Data –
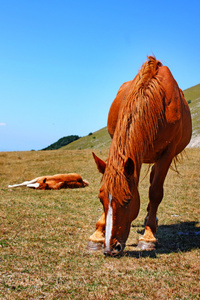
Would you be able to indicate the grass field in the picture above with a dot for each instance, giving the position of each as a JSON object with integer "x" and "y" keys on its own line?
{"x": 43, "y": 234}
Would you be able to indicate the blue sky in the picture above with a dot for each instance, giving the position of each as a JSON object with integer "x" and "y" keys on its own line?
{"x": 62, "y": 62}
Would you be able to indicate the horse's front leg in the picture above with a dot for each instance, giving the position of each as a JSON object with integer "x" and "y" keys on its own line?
{"x": 157, "y": 177}
{"x": 96, "y": 240}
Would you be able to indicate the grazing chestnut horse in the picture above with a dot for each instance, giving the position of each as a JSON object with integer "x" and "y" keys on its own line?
{"x": 149, "y": 122}
{"x": 55, "y": 182}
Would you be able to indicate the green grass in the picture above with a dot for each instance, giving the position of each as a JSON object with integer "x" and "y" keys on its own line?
{"x": 193, "y": 94}
{"x": 43, "y": 234}
{"x": 98, "y": 140}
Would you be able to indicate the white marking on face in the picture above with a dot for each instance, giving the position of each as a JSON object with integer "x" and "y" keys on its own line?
{"x": 109, "y": 225}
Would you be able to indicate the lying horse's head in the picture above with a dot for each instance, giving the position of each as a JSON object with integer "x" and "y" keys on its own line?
{"x": 121, "y": 205}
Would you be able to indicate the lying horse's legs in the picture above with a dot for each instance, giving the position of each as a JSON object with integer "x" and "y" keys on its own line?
{"x": 158, "y": 174}
{"x": 96, "y": 240}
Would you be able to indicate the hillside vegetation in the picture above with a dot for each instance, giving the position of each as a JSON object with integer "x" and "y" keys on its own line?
{"x": 62, "y": 142}
{"x": 192, "y": 95}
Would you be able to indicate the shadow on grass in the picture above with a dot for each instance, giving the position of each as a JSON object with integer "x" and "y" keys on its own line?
{"x": 183, "y": 237}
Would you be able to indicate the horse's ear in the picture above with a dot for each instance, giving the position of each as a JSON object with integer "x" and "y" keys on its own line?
{"x": 129, "y": 167}
{"x": 101, "y": 165}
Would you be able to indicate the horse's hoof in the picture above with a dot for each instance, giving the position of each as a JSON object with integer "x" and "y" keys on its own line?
{"x": 146, "y": 246}
{"x": 92, "y": 246}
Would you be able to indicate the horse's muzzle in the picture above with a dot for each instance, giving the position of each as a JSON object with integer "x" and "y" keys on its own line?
{"x": 115, "y": 251}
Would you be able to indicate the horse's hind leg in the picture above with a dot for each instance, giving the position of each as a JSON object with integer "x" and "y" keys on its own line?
{"x": 96, "y": 240}
{"x": 158, "y": 174}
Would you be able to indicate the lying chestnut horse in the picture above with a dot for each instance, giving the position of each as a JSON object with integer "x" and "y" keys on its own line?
{"x": 55, "y": 182}
{"x": 149, "y": 122}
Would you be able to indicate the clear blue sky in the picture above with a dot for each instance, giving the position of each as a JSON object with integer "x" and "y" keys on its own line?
{"x": 62, "y": 62}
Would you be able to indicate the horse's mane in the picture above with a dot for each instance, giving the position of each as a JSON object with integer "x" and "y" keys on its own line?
{"x": 136, "y": 127}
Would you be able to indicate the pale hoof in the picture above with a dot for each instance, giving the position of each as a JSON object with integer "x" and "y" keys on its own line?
{"x": 146, "y": 246}
{"x": 92, "y": 246}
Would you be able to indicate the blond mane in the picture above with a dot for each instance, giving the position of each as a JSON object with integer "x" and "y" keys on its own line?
{"x": 136, "y": 127}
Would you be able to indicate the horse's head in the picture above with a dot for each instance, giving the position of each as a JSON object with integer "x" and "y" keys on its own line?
{"x": 121, "y": 207}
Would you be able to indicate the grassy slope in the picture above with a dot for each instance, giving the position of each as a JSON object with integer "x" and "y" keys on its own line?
{"x": 101, "y": 139}
{"x": 43, "y": 234}
{"x": 193, "y": 94}
{"x": 98, "y": 140}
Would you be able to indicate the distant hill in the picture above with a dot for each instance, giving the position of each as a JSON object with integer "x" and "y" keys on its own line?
{"x": 62, "y": 142}
{"x": 101, "y": 139}
{"x": 97, "y": 140}
{"x": 192, "y": 95}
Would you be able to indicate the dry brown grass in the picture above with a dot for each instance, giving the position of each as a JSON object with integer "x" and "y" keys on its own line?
{"x": 43, "y": 235}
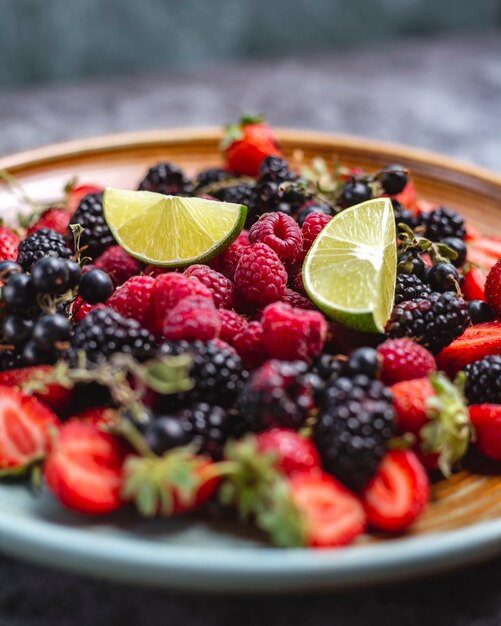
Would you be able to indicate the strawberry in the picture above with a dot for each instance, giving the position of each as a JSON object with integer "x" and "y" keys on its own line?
{"x": 398, "y": 493}
{"x": 176, "y": 483}
{"x": 294, "y": 453}
{"x": 54, "y": 396}
{"x": 486, "y": 420}
{"x": 432, "y": 410}
{"x": 247, "y": 143}
{"x": 53, "y": 218}
{"x": 8, "y": 244}
{"x": 475, "y": 343}
{"x": 473, "y": 284}
{"x": 25, "y": 429}
{"x": 84, "y": 469}
{"x": 330, "y": 514}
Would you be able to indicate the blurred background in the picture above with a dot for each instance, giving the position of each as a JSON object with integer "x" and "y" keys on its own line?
{"x": 423, "y": 72}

What the task requires –
Rewrite every row above with "in the image shown" in place of "in the picture above", changing nothing else, and omit the pictures.

Finished answer –
Would you be able to indicate the grass field in the image shown with a dot for each instance, giving the position of each as a JSON object with integer "x" and "y" keys on its own line?
{"x": 43, "y": 234}
Would you be able to indicate the blue sky in the image shown with a dot for each instance, giving the position of each as a JSON object with integer "x" and "y" keys on its own line?
{"x": 62, "y": 62}
Would you be able to indicate the horse's front leg in the image shown with a dot for each instance, giving the position of each as a JSON object with integer "x" and "y" keys on its own line?
{"x": 157, "y": 177}
{"x": 96, "y": 240}
Would you be able to indicate the grazing chestnut horse in the image shown with a dot for each instance, giving the position of each as a JSON object with integer "x" and "y" keys on its own line?
{"x": 149, "y": 122}
{"x": 55, "y": 182}
Would you be able to indicate the green grass in the image shown with a dot for each instance, giving the position of each as a JSON object with integer "x" and "y" keys on its own line?
{"x": 193, "y": 94}
{"x": 43, "y": 234}
{"x": 98, "y": 140}
Would you be able to indicate the white marking on face in the image shown with a dot for each instance, giving the position of each as a JSON object with integer "x" and "y" keys on its own line?
{"x": 109, "y": 225}
Would you be able to indicate the lying horse's head in the image shown with a dot for each instance, giving the position of each as a JSON object with integer "x" and "y" keys on its own line?
{"x": 121, "y": 205}
Would you be able to indicate the lying horse's legs in the image shown with a dot for each instance, giving the position of each as a JSON object with integer "x" and "y" keys on its own line?
{"x": 158, "y": 174}
{"x": 96, "y": 240}
Would you be able to indicate the hillside vegetation in the image shown with a dot for each instance, giving the position of each as a JSON object with integer "x" and "y" keys on its own line?
{"x": 62, "y": 142}
{"x": 192, "y": 95}
Would you be able to indicate the shadow on grass in the image shown with a dot for each instance, giving the position of each as a JSON object with integer "x" and "y" keys on its own line?
{"x": 183, "y": 237}
Would you be able to indicate the horse's ear in the image shown with a dot for each instance, giving the position of each as a JSON object with integer "x" and "y" keys on its own line?
{"x": 129, "y": 167}
{"x": 101, "y": 165}
Would you be able to indicate the horse's hoof in the image shown with a dot for each instance, giving the position of each as a JSON object with integer "x" and "y" keys on its own line?
{"x": 146, "y": 246}
{"x": 92, "y": 246}
Would you be able to indicate the horse's muzzle in the image shown with a dot for each instance, giving the position of each as a JSON object with integer "x" and "y" keys on its own line?
{"x": 115, "y": 251}
Would you be able to indicate the horse's hind leg in the image shown with a dot for each instance, giving the position of each as a JSON object with integer "x" and "y" keys on its own line?
{"x": 96, "y": 240}
{"x": 158, "y": 174}
Would you be able to indicate the lying chestnut horse in the image shown with a dot for each instance, giving the position of each as a JSON object with integer "x" and "y" keys on its own line?
{"x": 55, "y": 182}
{"x": 149, "y": 122}
Would you be able to indicate the clear blue sky in the image shown with a dot for each instance, giving the position of each as a JSON object with integer "x" and "y" keys on its own line?
{"x": 62, "y": 62}
Would you be able to indicate the horse's mane in the image shown with a dot for each instance, giving the position of each as a JSON object with integer "x" and "y" keys on its own line?
{"x": 136, "y": 127}
Would you be able to indicate the pale hoof in the image shown with a dot for each instance, giving the position of each as a JSON object with integer "x" and "y" keys on its own line?
{"x": 146, "y": 246}
{"x": 92, "y": 246}
Would you be able to indicate the blond mane in the image shown with a dot for each instance, giving the position of each as a JSON object with integer "x" and "y" keys on its own line?
{"x": 136, "y": 127}
Would you be able to indicate the horse's head in the image shown with a dot for each instance, giving the position of each as a JSON object with integer "x" and "y" keys on its own line?
{"x": 121, "y": 207}
Would you be able to indicate the grassy slope in the image shown with a dot for each instance, giving the position of each as a JSON object with integer "x" and "y" keys on its own line?
{"x": 101, "y": 139}
{"x": 43, "y": 234}
{"x": 193, "y": 94}
{"x": 98, "y": 140}
Would you be able to indicate the distant hill in the image shown with a dot for each instance, giving the position of each as a JSON object with integer "x" and "y" keys on its own line?
{"x": 62, "y": 142}
{"x": 101, "y": 139}
{"x": 97, "y": 140}
{"x": 192, "y": 95}
Would you be able to indicate the dry brown grass in the image shown with a dot for each instance, giving the position of each as a JSON object with integer "x" and "y" keys on its own line?
{"x": 43, "y": 235}
Would you be able to indicate the strawberry in the image shown with a dot for each instance, giving the position of each as a JSON object with integer "x" and "y" keys on its own line?
{"x": 398, "y": 493}
{"x": 176, "y": 483}
{"x": 294, "y": 453}
{"x": 54, "y": 396}
{"x": 486, "y": 420}
{"x": 432, "y": 410}
{"x": 247, "y": 143}
{"x": 53, "y": 218}
{"x": 8, "y": 244}
{"x": 475, "y": 343}
{"x": 473, "y": 284}
{"x": 25, "y": 429}
{"x": 84, "y": 469}
{"x": 330, "y": 514}
Would you be able to indicate the blurred background in the image shown with a dot for each instance, giving the position of each as a JSON object with integer "x" and "y" keys on its own line?
{"x": 423, "y": 72}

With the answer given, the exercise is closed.